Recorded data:
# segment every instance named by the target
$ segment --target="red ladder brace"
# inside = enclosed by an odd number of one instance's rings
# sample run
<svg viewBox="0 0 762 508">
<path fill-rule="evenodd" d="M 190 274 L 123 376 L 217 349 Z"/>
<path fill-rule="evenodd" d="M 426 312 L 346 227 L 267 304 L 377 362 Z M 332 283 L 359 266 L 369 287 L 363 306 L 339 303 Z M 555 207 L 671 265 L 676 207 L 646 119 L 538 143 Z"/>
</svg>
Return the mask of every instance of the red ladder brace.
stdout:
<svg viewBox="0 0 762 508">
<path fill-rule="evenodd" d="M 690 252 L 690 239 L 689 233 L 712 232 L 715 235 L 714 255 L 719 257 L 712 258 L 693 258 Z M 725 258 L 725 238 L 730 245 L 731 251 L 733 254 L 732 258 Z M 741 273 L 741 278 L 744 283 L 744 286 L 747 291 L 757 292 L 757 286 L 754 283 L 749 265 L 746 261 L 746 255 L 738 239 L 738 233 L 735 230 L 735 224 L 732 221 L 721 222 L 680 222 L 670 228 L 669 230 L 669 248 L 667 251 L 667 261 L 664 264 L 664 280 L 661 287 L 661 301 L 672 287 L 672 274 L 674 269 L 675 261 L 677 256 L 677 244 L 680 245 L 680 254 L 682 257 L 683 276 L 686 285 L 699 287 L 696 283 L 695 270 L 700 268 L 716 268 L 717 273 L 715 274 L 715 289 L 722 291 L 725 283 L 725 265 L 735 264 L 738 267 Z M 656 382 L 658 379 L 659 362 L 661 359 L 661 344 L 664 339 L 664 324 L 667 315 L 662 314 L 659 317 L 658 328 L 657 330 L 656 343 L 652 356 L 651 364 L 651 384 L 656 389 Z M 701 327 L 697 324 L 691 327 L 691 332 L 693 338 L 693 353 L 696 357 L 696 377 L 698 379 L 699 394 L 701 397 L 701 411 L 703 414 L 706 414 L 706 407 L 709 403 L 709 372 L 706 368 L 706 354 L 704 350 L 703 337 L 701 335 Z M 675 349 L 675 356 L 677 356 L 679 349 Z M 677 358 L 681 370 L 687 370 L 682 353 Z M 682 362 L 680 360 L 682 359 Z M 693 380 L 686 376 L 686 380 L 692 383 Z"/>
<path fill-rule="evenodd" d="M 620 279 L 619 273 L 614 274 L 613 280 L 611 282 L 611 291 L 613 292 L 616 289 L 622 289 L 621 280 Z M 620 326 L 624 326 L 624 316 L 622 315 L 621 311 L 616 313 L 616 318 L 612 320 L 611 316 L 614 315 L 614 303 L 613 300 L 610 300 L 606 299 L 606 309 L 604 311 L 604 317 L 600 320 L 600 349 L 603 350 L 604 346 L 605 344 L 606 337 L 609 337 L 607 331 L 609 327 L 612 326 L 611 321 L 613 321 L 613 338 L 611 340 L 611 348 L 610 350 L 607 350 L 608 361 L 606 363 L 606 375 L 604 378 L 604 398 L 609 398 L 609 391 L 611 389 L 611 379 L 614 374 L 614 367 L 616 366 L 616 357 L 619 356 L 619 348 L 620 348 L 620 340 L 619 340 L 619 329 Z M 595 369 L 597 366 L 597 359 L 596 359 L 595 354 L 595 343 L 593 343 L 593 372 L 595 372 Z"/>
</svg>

What you have to do - Quote the data verbatim, starting at its first line and ending with the line that contains "690 252 L 690". Include that final line.

Completed exercise -
# segment every instance named by the target
$ segment --target="red ladder brace"
# inside = enclosed by an odd number of one instance's rings
# sample run
<svg viewBox="0 0 762 508">
<path fill-rule="evenodd" d="M 190 274 L 123 376 L 217 349 Z"/>
<path fill-rule="evenodd" d="M 426 312 L 346 227 L 267 304 L 377 362 Z M 332 283 L 359 266 L 369 287 L 363 306 L 339 303 Z M 555 207 L 671 265 L 676 207 L 646 119 L 538 143 Z"/>
</svg>
Return the mask of every instance of the red ladder brace.
stdout:
<svg viewBox="0 0 762 508">
<path fill-rule="evenodd" d="M 690 252 L 690 239 L 689 233 L 712 232 L 715 235 L 714 255 L 719 257 L 712 258 L 693 258 Z M 725 258 L 725 238 L 730 245 L 731 251 L 733 254 L 732 258 Z M 741 273 L 741 278 L 744 283 L 744 286 L 747 291 L 757 292 L 757 286 L 754 283 L 749 265 L 746 261 L 746 255 L 738 239 L 738 233 L 735 230 L 735 224 L 732 221 L 721 222 L 680 222 L 670 228 L 669 230 L 669 248 L 667 251 L 667 261 L 664 264 L 664 280 L 661 287 L 661 301 L 672 287 L 672 274 L 674 269 L 675 261 L 677 256 L 677 244 L 680 245 L 680 254 L 682 257 L 683 276 L 686 285 L 699 287 L 696 283 L 695 270 L 700 268 L 716 268 L 717 273 L 715 274 L 715 289 L 722 291 L 725 283 L 725 265 L 735 264 L 738 267 Z M 656 382 L 658 379 L 659 362 L 661 359 L 661 344 L 664 339 L 664 324 L 667 315 L 662 314 L 659 317 L 658 328 L 657 330 L 656 343 L 652 356 L 651 364 L 651 384 L 656 389 Z M 701 327 L 697 324 L 691 327 L 691 332 L 693 338 L 693 353 L 696 357 L 696 377 L 698 379 L 699 394 L 701 397 L 701 411 L 703 414 L 706 414 L 706 407 L 709 403 L 709 372 L 706 368 L 706 354 L 704 350 L 703 337 L 701 335 Z M 675 349 L 675 356 L 677 356 L 679 349 Z M 677 358 L 681 370 L 687 370 L 682 353 Z M 682 362 L 680 360 L 682 359 Z M 693 380 L 686 376 L 686 380 L 692 383 Z"/>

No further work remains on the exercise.